REQUIRED TASK. Put the listing, from the line containing "of the black" through the end of the listing, into a Markdown table with a Row column for the row number and a Line column for the text, leaving out any blank lines.

DATA SUPPLIED.
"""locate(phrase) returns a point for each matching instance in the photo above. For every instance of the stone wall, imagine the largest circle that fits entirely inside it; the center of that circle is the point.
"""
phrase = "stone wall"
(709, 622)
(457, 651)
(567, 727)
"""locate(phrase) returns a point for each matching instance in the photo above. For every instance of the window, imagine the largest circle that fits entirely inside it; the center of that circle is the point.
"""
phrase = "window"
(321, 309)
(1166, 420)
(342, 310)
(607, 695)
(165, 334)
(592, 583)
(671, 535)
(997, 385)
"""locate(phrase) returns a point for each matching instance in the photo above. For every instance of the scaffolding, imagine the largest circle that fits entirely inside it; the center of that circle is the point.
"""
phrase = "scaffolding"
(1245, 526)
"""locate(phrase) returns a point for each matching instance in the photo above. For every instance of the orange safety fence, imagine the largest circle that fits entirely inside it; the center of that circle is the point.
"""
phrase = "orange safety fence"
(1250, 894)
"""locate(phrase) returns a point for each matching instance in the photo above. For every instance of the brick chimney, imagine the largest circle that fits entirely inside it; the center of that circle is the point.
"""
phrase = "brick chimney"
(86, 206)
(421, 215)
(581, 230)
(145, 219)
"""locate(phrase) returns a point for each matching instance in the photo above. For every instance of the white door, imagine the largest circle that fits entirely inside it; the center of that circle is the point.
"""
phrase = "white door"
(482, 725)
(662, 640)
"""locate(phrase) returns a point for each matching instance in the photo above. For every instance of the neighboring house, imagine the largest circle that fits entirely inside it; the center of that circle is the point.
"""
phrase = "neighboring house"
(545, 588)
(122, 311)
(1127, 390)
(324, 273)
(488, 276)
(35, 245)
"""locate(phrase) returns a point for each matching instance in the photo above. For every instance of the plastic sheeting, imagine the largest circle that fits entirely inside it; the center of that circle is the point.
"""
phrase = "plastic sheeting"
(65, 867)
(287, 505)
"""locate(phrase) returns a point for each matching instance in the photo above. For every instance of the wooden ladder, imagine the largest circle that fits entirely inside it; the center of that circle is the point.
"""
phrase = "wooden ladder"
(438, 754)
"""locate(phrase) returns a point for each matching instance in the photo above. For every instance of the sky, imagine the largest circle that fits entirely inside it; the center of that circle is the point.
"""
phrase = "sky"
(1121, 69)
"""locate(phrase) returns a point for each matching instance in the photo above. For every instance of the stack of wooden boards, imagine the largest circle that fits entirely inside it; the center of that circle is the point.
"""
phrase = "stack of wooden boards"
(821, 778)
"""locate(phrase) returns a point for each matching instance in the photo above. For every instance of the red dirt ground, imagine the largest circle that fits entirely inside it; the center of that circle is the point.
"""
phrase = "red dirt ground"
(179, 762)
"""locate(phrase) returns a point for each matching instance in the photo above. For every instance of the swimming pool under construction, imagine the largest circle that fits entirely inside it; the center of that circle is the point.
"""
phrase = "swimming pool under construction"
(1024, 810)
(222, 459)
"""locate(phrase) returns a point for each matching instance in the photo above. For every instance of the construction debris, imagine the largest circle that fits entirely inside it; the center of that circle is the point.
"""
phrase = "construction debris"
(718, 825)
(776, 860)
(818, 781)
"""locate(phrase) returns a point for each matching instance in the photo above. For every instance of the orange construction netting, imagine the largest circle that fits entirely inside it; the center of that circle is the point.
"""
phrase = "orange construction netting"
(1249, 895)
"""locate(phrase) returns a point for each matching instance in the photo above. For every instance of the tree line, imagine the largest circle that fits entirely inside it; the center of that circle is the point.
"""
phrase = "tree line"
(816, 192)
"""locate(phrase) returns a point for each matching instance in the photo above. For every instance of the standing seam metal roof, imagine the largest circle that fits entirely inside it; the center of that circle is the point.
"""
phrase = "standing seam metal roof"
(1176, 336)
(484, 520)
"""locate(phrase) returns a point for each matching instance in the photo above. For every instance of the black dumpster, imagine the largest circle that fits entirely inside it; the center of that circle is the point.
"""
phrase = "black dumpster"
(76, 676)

ANSWER.
| Row | Line |
|---|---|
| 1 | """locate(phrase) returns a point for each matching instance in the photo above. For every instance of the black dumpster, imagine the largest circle that fits entirely inside it; the center of that circle is the point. |
| 2 | """ |
| 3 | phrase = "black dumpster" |
| 4 | (76, 676) |